** start Exercise input **
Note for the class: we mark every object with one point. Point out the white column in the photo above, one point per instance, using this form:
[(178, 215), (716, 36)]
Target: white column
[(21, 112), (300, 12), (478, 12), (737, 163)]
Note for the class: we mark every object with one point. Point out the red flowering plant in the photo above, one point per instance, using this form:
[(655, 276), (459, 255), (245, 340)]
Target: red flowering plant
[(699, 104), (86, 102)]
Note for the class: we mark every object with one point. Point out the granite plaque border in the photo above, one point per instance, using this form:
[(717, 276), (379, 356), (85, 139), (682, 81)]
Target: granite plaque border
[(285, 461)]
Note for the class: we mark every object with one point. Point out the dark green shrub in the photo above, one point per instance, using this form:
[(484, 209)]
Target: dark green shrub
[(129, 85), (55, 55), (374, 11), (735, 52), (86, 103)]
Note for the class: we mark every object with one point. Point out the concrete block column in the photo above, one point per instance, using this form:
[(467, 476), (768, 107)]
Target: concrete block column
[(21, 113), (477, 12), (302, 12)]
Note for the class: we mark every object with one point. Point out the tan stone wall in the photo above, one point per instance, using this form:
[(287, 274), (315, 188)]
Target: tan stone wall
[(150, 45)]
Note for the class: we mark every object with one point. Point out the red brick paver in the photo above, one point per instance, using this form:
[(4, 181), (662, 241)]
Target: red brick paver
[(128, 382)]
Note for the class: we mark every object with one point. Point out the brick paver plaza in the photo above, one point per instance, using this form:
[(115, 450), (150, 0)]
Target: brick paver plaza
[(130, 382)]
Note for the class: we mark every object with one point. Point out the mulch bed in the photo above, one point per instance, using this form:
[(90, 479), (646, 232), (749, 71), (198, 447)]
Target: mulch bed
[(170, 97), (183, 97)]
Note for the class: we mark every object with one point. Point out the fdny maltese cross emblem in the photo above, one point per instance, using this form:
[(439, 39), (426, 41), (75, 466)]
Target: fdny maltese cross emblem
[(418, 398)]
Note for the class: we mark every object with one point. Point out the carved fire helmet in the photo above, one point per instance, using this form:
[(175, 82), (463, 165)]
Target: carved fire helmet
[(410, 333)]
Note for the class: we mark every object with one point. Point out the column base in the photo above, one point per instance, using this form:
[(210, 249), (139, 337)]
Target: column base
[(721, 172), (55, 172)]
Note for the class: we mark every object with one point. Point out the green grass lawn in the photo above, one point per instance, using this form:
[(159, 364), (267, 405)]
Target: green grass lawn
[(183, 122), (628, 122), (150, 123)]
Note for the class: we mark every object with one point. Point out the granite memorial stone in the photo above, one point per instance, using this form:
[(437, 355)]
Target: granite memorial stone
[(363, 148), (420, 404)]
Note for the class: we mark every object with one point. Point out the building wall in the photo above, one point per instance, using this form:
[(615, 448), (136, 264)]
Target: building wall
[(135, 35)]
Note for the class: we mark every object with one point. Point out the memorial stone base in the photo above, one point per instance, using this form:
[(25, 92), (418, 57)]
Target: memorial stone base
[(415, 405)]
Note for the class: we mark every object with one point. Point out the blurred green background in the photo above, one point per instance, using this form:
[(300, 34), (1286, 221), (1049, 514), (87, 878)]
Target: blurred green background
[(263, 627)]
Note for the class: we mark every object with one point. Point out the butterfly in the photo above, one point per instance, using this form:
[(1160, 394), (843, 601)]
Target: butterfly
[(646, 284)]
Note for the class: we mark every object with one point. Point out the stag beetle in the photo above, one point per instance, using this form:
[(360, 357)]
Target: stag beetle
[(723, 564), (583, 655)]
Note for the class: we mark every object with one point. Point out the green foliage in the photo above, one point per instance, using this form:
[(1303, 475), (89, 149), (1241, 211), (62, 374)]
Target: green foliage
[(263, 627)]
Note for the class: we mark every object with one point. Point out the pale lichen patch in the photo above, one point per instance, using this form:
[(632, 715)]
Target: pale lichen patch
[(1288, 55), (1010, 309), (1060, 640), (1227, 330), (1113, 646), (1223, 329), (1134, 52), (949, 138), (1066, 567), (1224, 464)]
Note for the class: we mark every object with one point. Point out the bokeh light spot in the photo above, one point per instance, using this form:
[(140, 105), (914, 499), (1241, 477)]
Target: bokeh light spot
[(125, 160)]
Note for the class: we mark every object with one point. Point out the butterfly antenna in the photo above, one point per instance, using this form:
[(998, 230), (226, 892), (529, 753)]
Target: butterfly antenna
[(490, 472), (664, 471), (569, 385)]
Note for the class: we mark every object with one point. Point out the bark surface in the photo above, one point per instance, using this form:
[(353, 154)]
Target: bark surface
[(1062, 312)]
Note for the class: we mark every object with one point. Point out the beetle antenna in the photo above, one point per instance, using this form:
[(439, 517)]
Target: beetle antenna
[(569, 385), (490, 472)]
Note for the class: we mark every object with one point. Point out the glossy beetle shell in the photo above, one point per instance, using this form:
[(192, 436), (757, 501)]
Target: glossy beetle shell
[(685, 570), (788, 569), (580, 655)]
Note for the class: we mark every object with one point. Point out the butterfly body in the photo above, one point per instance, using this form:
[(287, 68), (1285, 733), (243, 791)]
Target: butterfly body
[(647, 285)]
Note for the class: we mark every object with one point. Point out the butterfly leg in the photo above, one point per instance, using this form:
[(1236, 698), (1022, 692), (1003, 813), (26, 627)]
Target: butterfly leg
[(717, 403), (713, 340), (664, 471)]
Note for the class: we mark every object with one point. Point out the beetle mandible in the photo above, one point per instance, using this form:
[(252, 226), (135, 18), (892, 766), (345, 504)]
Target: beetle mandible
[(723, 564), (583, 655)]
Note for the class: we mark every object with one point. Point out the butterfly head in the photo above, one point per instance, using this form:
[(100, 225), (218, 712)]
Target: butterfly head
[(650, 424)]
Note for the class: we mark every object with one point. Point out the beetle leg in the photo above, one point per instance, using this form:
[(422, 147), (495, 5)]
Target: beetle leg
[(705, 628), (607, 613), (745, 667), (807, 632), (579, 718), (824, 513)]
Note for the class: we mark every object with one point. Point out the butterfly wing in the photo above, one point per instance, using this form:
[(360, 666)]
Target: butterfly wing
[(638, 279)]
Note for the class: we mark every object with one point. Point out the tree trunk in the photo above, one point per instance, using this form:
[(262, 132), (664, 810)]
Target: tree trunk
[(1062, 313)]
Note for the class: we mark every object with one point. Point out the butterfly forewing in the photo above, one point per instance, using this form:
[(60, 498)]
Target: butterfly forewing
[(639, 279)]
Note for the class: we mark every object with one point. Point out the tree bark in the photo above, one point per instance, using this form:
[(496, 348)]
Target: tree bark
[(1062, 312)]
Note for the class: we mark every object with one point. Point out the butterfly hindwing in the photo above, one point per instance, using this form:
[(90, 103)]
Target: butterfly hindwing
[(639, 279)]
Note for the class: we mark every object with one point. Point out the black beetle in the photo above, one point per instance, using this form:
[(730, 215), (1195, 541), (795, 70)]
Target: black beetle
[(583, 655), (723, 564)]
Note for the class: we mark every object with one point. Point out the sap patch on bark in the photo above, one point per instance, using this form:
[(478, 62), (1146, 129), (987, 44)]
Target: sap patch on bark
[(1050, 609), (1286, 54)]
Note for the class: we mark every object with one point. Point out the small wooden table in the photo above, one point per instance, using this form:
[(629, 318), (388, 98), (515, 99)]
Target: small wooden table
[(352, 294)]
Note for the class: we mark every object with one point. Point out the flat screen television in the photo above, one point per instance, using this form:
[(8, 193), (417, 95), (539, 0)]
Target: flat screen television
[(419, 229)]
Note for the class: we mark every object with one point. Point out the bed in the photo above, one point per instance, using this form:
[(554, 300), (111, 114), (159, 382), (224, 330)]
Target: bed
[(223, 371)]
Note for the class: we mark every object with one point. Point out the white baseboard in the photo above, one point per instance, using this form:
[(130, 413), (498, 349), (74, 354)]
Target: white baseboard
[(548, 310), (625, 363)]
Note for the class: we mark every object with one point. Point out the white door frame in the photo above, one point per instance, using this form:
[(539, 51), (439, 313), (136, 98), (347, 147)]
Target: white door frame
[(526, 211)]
** end Exercise input **
> What you are asked to do
Render the items as a Markdown table with the columns No. and Text, giving each line its own numbered row and leaving out blank lines. Begin at the first line of the items and stop after the line that contains "[(129, 85), (55, 55), (374, 11), (735, 52), (86, 103)]".

> Written response
| No. | Text |
|---|---|
| 1 | Note for the class: we mark every object with one point. Point out the white column in the photo above, one point per instance, using this form: |
| 2 | [(178, 215), (716, 36)] |
| 3 | Target: white column |
| 4 | [(21, 112), (300, 12), (478, 12), (737, 163)] |
| 5 | Note for the class: we mark every object with one point. Point out the red flowering plant in the photo above, one point per instance, using this form: |
| 6 | [(655, 276), (459, 255), (245, 340)] |
| 7 | Target: red flowering plant |
| 8 | [(699, 104), (86, 102)] |
| 9 | Note for the class: we mark every object with one point. Point out the granite plaque border in the photo above, one point per instance, using this form: |
| 10 | [(717, 276), (379, 356), (85, 139), (682, 81)] |
| 11 | Target: granite plaque border |
| 12 | [(285, 461)] |
| 13 | Note for the class: we mark every object with one point. Point out the dark green shrub in the photo above, one point per instance, using this form: |
| 14 | [(484, 209)] |
| 15 | Target: dark green shrub |
| 16 | [(129, 85), (55, 55), (374, 11), (735, 52), (86, 103)] |